__Your task__. Restate word for word the lines of the records below, starting at the line that contains "segment --target hubcap" and ending at the line that contains "segment --target rust", with both of those lines included and nothing else.

START Data provided

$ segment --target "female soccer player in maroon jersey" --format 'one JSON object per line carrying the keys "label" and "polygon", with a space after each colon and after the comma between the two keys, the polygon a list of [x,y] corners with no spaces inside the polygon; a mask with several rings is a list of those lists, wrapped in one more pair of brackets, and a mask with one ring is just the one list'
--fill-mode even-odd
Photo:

END Data provided
START Data provided

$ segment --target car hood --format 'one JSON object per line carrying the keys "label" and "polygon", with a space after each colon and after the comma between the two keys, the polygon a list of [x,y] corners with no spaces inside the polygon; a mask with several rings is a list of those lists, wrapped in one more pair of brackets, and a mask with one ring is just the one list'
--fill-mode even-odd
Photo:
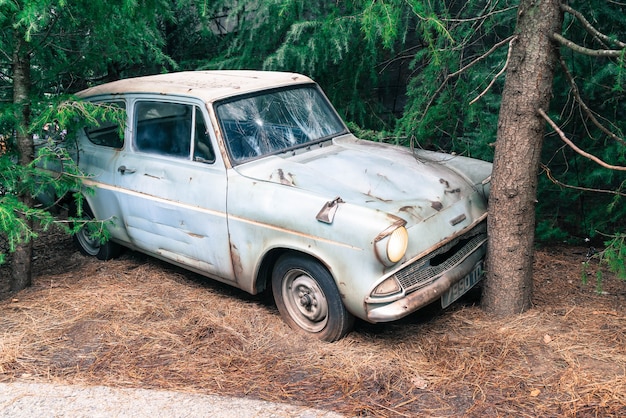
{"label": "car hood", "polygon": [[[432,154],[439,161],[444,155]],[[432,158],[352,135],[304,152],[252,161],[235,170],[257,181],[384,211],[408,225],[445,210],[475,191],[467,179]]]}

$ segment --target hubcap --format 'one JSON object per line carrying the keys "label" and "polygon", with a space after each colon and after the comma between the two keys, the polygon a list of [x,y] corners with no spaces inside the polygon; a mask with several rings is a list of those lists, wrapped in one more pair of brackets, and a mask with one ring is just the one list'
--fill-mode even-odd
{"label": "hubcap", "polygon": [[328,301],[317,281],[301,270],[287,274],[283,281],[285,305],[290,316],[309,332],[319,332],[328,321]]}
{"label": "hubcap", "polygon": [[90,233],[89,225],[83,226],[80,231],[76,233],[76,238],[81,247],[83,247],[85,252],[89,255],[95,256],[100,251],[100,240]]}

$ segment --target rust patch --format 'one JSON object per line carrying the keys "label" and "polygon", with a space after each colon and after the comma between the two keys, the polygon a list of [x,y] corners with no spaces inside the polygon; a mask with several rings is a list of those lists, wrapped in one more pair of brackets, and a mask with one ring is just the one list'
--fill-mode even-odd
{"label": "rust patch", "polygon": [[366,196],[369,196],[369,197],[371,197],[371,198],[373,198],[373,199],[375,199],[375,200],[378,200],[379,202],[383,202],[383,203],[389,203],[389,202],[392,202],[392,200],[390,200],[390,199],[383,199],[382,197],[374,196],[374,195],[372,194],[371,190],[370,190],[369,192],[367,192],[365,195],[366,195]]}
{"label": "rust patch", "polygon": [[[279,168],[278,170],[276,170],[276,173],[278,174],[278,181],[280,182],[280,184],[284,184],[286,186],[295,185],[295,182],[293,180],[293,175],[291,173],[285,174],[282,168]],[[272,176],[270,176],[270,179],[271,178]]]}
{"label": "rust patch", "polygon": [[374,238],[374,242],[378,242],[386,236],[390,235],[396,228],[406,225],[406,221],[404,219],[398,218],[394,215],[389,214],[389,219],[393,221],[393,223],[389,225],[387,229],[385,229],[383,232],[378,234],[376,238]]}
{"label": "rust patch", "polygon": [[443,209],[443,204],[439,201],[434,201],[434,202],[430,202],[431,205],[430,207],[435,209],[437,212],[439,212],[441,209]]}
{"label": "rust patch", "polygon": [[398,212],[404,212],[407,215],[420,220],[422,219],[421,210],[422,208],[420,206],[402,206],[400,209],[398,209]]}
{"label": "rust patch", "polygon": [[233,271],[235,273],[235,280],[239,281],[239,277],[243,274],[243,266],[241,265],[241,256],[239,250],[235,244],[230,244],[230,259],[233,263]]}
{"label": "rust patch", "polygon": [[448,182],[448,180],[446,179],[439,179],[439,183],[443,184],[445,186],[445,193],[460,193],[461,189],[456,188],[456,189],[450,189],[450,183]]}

END Data provided
START Data provided

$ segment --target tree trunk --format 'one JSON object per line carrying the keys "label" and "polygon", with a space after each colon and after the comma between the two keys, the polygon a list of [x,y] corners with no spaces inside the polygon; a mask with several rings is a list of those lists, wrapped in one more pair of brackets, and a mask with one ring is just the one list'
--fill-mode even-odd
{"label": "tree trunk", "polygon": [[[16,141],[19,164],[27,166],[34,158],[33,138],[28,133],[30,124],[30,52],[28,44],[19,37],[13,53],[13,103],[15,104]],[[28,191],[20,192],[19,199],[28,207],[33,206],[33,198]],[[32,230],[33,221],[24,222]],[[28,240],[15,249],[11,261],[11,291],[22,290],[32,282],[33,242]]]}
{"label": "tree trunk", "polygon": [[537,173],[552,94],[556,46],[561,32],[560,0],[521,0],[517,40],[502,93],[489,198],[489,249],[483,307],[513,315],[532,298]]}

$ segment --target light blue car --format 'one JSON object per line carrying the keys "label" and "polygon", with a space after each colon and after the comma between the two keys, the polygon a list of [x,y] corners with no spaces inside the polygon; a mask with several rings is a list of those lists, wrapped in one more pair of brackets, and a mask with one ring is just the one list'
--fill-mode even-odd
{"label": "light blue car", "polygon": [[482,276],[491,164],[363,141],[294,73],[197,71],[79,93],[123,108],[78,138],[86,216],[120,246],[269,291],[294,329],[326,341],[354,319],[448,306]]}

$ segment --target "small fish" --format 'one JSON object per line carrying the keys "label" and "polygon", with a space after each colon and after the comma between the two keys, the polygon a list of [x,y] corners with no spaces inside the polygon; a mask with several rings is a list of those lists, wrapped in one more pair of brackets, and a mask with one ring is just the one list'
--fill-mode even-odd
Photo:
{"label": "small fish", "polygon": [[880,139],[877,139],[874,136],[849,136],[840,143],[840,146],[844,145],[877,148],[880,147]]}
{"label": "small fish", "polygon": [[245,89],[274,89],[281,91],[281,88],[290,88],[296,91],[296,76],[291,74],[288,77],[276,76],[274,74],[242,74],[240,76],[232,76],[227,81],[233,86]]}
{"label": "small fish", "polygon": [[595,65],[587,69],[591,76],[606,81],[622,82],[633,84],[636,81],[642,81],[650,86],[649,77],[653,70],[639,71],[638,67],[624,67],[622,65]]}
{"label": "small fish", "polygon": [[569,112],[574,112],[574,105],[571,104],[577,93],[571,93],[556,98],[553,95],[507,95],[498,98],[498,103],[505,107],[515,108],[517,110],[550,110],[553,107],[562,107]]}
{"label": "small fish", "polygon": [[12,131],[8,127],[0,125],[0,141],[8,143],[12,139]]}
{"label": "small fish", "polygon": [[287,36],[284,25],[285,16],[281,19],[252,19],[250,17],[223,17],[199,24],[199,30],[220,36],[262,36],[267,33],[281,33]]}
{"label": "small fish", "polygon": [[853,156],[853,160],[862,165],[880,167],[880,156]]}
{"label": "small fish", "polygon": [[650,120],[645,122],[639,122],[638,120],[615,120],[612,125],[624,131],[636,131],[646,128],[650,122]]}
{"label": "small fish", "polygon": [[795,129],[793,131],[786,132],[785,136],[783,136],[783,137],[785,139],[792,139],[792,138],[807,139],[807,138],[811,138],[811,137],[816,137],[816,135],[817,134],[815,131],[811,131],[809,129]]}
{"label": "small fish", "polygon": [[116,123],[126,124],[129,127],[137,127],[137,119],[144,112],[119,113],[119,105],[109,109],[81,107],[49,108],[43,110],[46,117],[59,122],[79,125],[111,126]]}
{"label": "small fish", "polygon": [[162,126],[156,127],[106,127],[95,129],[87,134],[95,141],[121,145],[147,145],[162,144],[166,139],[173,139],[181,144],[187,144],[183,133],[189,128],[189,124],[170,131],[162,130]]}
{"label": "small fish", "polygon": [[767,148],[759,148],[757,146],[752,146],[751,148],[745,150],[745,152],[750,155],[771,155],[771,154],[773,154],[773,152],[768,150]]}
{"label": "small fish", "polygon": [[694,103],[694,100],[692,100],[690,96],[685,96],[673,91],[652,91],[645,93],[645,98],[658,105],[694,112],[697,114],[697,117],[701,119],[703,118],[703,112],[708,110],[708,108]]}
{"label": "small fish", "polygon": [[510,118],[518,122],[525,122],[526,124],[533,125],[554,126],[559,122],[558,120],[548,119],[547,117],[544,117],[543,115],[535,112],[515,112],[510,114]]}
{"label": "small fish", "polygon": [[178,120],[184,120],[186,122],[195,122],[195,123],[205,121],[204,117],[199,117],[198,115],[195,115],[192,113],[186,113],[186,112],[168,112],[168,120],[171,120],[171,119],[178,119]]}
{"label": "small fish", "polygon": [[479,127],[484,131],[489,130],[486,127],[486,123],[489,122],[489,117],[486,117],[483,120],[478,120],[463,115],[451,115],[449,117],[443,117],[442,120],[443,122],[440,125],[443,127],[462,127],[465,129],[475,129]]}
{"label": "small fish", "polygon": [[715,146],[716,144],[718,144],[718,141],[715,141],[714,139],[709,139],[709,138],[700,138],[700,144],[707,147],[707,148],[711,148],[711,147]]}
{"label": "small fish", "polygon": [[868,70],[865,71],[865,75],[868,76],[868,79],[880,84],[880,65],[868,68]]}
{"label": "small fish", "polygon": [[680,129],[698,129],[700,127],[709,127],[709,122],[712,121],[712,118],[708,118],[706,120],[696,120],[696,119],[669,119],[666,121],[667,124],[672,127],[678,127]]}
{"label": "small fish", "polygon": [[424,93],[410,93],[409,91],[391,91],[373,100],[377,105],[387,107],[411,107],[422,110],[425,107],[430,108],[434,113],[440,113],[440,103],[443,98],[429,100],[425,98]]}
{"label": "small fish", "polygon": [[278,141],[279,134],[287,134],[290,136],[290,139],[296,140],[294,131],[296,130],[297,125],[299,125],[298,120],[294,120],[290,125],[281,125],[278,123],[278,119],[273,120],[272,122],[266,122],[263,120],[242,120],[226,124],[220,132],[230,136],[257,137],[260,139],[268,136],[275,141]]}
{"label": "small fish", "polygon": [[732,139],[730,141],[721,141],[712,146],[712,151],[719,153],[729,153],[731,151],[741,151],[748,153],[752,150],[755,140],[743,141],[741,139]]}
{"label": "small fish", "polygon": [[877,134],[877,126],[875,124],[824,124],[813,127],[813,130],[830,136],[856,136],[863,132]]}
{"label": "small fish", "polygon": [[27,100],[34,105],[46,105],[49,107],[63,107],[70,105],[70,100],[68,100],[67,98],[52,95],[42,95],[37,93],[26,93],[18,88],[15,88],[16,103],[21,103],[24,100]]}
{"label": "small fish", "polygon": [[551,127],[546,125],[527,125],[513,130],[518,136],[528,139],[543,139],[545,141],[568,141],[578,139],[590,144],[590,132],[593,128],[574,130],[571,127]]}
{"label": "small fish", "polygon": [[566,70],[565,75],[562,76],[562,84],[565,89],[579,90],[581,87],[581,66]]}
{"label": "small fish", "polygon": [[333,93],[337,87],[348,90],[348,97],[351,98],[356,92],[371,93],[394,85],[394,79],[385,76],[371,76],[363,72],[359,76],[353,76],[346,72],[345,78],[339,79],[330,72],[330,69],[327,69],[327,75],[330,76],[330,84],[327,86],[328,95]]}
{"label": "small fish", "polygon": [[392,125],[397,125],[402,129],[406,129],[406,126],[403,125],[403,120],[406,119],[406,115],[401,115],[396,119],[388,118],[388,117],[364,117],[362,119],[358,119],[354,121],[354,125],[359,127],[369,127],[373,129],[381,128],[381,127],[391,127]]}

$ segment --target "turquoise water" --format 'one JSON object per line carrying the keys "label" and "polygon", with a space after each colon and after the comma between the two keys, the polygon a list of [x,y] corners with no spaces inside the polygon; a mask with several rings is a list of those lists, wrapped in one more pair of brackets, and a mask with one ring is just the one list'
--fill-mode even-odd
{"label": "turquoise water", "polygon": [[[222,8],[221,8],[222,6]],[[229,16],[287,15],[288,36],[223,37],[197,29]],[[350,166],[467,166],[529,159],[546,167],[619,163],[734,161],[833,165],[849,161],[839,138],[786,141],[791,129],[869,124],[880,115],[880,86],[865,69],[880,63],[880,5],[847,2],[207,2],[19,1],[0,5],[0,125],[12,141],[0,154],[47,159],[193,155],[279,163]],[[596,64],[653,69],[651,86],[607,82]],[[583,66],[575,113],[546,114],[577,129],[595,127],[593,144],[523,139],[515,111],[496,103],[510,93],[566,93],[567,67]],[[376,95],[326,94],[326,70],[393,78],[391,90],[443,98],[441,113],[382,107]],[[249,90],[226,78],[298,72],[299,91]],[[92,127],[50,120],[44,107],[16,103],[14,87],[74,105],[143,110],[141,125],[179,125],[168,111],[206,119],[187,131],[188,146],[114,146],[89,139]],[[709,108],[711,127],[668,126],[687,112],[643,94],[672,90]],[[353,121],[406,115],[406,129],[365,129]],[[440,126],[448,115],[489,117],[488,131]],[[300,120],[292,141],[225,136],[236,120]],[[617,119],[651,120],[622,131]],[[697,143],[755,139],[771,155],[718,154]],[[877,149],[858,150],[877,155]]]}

END Data provided

__Answer space__.
$ segment --target hubcap --format 'one JSON object per line carrying the keys "label" and "polygon", with a space after each colon and after the comma between the two keys, the polygon a list of [x,y] corners with no spaces inside the polygon; a mask with several rings is a list of those lists, wrapped in one more pair of brackets, and a mask with one ring is just the one list'
--fill-mode even-odd
{"label": "hubcap", "polygon": [[328,301],[317,281],[301,270],[287,274],[283,281],[285,305],[290,316],[309,332],[319,332],[328,321]]}
{"label": "hubcap", "polygon": [[90,233],[89,225],[83,226],[80,231],[76,233],[76,238],[81,247],[83,247],[85,252],[89,255],[95,256],[100,251],[100,240]]}

$ segment --target rust patch --format 'one JSON object per line carrying the keys "label" and "polygon", with a space after each colon and after the comma between the two keys, the polygon a list of [x,y] corners with no spaces inside the polygon; a mask with several rings is a list of those lists, wrapped in one more pair of brackets, and a mask with one ring is just the one list'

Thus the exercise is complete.